### [Provided records]

══════════════════════════════

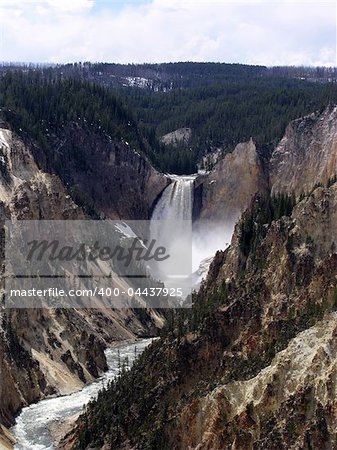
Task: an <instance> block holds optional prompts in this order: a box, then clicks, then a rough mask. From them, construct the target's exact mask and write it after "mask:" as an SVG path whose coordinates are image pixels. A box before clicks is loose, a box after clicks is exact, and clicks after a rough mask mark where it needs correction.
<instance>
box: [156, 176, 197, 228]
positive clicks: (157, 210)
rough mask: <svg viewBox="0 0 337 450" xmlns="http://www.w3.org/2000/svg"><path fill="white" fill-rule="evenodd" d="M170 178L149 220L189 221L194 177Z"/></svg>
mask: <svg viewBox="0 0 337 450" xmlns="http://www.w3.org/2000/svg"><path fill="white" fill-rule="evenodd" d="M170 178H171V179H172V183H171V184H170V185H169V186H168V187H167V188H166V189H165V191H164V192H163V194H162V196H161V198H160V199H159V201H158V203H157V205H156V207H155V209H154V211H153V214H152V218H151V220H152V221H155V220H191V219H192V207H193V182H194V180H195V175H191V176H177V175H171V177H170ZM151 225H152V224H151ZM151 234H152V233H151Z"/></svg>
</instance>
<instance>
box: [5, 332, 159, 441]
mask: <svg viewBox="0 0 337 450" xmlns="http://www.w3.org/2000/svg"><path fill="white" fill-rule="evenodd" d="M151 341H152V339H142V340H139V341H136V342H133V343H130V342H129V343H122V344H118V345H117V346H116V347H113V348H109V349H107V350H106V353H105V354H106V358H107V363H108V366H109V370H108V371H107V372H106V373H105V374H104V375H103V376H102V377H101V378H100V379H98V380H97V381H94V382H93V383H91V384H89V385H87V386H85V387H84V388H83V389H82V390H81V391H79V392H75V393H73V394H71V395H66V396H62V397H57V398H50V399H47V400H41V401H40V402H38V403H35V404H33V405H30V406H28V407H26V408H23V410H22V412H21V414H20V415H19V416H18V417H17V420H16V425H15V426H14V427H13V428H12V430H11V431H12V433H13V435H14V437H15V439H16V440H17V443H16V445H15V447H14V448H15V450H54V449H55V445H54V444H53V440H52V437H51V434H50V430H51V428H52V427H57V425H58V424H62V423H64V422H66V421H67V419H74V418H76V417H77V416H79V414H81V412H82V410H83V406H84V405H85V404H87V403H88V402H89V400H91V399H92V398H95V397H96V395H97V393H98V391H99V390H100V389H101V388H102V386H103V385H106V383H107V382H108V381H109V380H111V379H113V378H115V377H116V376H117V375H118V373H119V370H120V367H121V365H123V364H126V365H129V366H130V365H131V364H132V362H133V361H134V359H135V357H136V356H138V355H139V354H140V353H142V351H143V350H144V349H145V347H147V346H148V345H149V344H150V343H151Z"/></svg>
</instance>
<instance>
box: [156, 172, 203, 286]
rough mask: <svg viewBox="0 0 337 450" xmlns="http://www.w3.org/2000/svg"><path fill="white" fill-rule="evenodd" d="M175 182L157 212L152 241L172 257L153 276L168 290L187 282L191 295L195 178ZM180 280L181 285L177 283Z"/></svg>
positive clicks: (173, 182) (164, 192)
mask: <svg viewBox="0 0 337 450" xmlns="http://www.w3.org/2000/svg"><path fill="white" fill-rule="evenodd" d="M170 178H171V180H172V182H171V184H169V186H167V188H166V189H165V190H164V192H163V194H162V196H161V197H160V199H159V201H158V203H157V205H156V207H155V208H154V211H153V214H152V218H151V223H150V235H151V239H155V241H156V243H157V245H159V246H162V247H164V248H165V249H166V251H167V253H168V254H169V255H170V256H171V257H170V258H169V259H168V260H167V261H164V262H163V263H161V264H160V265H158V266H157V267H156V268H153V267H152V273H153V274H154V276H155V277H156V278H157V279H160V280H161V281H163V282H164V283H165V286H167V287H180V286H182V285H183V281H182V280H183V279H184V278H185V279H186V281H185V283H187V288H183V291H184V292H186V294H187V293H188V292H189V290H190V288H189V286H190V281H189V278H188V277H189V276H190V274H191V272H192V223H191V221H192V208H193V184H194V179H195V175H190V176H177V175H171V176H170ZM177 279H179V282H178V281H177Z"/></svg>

══════════════════════════════

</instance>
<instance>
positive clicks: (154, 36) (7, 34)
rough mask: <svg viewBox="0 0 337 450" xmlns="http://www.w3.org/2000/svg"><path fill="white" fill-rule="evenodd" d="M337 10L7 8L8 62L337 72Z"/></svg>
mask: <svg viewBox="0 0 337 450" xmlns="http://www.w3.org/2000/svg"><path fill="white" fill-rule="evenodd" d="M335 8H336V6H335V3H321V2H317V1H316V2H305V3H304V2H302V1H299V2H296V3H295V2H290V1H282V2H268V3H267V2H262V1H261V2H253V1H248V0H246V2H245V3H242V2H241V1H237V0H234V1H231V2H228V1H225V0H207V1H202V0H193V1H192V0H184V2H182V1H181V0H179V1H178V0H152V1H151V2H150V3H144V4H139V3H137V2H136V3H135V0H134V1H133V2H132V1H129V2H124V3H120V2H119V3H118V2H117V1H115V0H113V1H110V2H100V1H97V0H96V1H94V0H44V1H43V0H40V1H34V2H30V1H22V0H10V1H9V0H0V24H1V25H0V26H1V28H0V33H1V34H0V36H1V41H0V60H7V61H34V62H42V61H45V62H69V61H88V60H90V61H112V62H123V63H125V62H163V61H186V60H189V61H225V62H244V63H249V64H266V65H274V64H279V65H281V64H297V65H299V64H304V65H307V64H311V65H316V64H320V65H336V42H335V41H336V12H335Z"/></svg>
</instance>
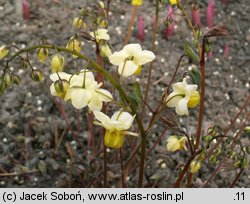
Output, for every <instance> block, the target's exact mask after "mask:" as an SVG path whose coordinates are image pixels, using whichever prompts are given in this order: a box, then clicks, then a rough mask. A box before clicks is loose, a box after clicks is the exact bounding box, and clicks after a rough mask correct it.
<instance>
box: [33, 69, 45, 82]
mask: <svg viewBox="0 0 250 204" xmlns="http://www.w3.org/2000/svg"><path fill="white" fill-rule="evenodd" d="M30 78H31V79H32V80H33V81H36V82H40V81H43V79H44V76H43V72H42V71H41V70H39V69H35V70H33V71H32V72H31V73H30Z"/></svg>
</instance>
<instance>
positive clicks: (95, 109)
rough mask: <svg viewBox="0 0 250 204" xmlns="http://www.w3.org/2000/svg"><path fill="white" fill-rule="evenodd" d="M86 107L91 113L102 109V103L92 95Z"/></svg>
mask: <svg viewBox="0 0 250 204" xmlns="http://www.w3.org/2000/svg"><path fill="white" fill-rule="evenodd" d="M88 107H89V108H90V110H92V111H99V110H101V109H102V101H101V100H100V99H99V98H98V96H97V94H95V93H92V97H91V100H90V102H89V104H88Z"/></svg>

══════════════════════════════

### [Activity]
Your task is to retype the entries verbatim, starting with the line that holds "Task: an <instance>" and stopping after the line that holds "positive clicks: (157, 210)".

### [Response]
Task: an <instance> block holds optional prompts in this order: a box, then clicks, then a rough mask. From them, construct the target's exact mask and write it after "mask:" as an SVG path whose coordinates are image pixels. A box before clicks is loose, a box after clicks is exact, and clicks after a rough mask mark where it needs correction.
<instance>
box: [156, 176, 197, 228]
positive clicks: (157, 210)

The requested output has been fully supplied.